▶ [Your instructions]: Format the material below as a JSON list of strings, one string per line, leaving out the blank lines.

▶ [Listed entries]:
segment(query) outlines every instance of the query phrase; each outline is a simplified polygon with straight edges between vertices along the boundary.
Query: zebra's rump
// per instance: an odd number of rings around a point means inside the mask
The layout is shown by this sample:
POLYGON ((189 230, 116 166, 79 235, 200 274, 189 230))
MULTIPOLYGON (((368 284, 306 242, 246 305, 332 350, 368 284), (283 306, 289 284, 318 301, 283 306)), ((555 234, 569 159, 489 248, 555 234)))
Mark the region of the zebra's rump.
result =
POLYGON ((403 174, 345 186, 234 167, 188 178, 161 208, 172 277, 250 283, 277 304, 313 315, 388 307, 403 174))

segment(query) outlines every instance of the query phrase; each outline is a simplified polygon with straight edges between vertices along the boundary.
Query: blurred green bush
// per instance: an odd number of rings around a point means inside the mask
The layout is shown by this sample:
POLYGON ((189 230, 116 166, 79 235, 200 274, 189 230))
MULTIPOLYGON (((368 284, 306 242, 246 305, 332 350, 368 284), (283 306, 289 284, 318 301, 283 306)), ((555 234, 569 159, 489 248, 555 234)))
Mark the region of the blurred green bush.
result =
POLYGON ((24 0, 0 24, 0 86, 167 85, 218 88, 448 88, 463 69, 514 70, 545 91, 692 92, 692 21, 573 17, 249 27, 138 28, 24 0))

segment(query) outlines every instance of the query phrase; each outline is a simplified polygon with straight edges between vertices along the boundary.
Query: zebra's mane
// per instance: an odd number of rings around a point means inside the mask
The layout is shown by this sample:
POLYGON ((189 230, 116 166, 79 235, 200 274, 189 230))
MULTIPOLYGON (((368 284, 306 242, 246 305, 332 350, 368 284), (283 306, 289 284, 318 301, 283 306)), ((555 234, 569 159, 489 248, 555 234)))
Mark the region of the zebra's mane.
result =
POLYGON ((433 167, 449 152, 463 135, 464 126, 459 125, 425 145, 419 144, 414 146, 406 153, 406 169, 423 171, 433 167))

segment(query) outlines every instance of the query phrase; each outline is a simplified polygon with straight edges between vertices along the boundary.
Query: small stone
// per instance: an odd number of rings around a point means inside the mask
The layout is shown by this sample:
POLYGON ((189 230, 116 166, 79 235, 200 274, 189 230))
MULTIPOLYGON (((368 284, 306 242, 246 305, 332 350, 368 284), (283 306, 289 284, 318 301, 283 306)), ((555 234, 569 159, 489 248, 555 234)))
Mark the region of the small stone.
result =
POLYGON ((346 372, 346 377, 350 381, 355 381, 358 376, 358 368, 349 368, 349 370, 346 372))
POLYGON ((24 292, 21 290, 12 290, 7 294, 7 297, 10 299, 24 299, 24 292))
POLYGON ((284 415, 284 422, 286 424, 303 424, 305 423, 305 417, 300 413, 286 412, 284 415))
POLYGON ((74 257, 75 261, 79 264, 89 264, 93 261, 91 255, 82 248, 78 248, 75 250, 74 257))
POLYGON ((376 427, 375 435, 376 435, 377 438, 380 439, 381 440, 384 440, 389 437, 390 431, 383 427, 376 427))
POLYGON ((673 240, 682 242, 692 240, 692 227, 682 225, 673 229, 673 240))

▶ [Full solution]:
[
  "segment(query) outlines every instance of the query phrase; each outline is a simplified polygon with straight edges between vertices along the boundary.",
  "Query: zebra's rump",
  "// per instance: an odd number of rings around a point means inside the mask",
  "The layout is shown by this sample:",
  "POLYGON ((189 230, 116 166, 79 235, 200 274, 189 230))",
  "MULTIPOLYGON (((368 284, 306 242, 246 305, 332 350, 368 284), (283 306, 289 284, 318 301, 283 306)), ((555 234, 569 159, 489 248, 555 234)))",
  "Mark the region of the zebra's rump.",
  "result =",
  "POLYGON ((403 174, 345 186, 234 167, 188 178, 161 208, 172 277, 250 283, 277 304, 313 315, 388 307, 403 174))",
  "segment(query) outlines every instance of the query phrase; each outline is a simplified polygon with straight edges between vertices along the boundary.",
  "Query: blurred green bush",
  "// per instance: an odd number of rings around a point means inside the mask",
  "The layout is shown by this sample:",
  "POLYGON ((189 230, 116 166, 79 235, 200 274, 189 230))",
  "MULTIPOLYGON (((368 284, 306 242, 246 305, 332 350, 368 284), (283 306, 289 284, 318 301, 283 306)), ((555 234, 569 159, 489 248, 555 234)))",
  "Mark the region of the blurred green bush.",
  "result =",
  "POLYGON ((24 0, 0 24, 0 86, 167 85, 218 88, 448 88, 463 69, 514 70, 545 91, 692 92, 692 21, 573 17, 249 27, 138 28, 24 0))",
  "segment(query) outlines every instance of the query phrase; each outline is a simplified polygon with straight edges between vertices along the boundary.",
  "Query: zebra's mane",
  "// per instance: an odd number of rings around a point means inside the mask",
  "The layout is shown by this sample:",
  "POLYGON ((189 230, 116 166, 79 235, 200 274, 189 230))",
  "MULTIPOLYGON (((368 284, 306 242, 246 305, 332 350, 368 284), (283 306, 289 284, 318 301, 283 306)), ((555 234, 569 159, 489 248, 555 234)))",
  "Mark the region of the zebra's mane.",
  "result =",
  "POLYGON ((433 167, 449 152, 463 135, 464 126, 459 125, 425 145, 419 144, 414 146, 406 153, 406 169, 423 171, 433 167))",
  "segment(query) outlines every instance of the query phrase; each outline is a simplified polygon with straight edges between vertices along the boundary.",
  "Query: small stone",
  "// per instance: an odd number of rings around a point means inside the mask",
  "The layout is shown by this sample:",
  "POLYGON ((189 230, 116 166, 79 235, 200 274, 189 230))",
  "MULTIPOLYGON (((368 284, 306 242, 246 305, 332 350, 368 284), (283 306, 289 284, 318 301, 283 306)), ((555 234, 569 159, 489 248, 555 234)))",
  "Mark the region of the small stone.",
  "result =",
  "POLYGON ((346 372, 346 377, 350 381, 355 381, 358 376, 358 368, 349 368, 349 370, 346 372))",
  "POLYGON ((24 292, 21 290, 12 290, 7 294, 7 297, 10 299, 24 299, 24 292))",
  "POLYGON ((284 415, 284 422, 286 424, 303 424, 305 423, 305 417, 300 413, 286 412, 284 415))",
  "POLYGON ((74 257, 75 261, 79 264, 89 264, 93 261, 91 255, 82 248, 78 248, 75 250, 74 257))",
  "POLYGON ((376 427, 375 435, 376 435, 377 438, 380 439, 381 440, 384 440, 389 437, 390 431, 383 427, 376 427))",
  "POLYGON ((673 240, 682 242, 692 240, 692 227, 682 225, 673 229, 673 240))"
]